[Excerpt from a dataset]
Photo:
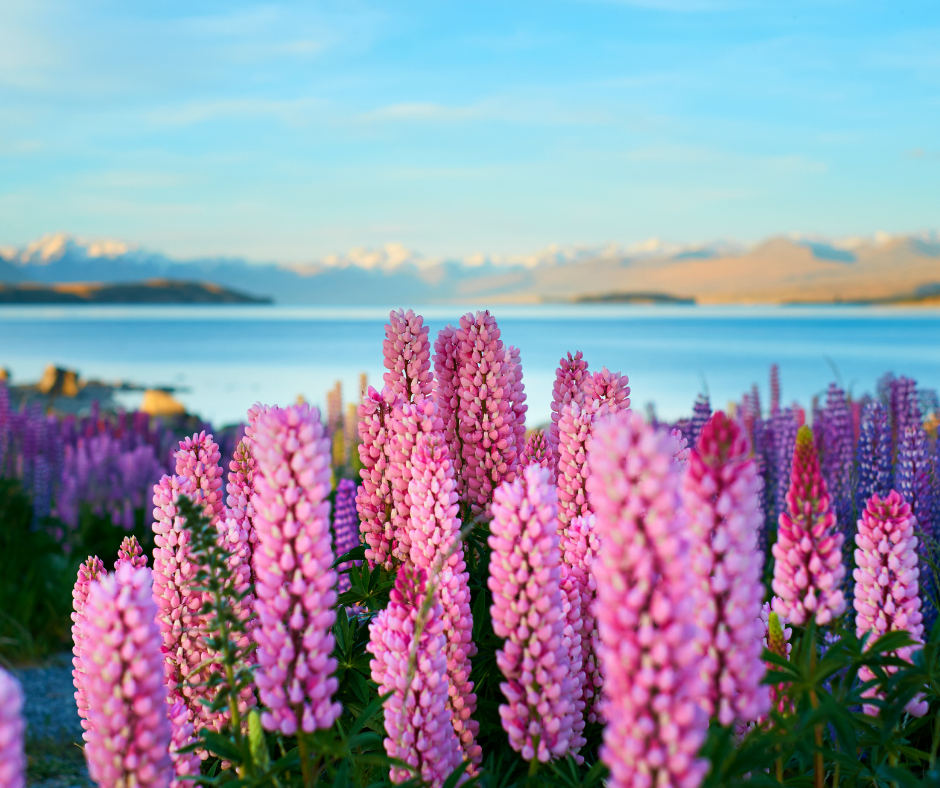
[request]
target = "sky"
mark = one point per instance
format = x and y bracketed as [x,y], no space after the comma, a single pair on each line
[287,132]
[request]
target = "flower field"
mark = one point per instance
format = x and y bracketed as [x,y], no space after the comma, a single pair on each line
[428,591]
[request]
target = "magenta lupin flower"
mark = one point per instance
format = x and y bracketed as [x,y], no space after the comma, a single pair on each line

**WHAT IS NEEDED**
Echo the records above line for line, with no changes. Omit the pictures from your answer.

**THE RESPONSE**
Photo:
[request]
target = "sky"
mark = one point per instance
format = x and y bracketed as [x,y], no space after the comma, a single pair on each line
[287,132]
[request]
target = "flower field"
mark = one point per instance
format = x and y bracketed as [x,y], no space after the comma, a single pair on each line
[428,591]
[request]
target = "magenta lupin flower"
mark = one point per instance
format = x and y bracketed as [x,y], no space after the comma, a single pair on each line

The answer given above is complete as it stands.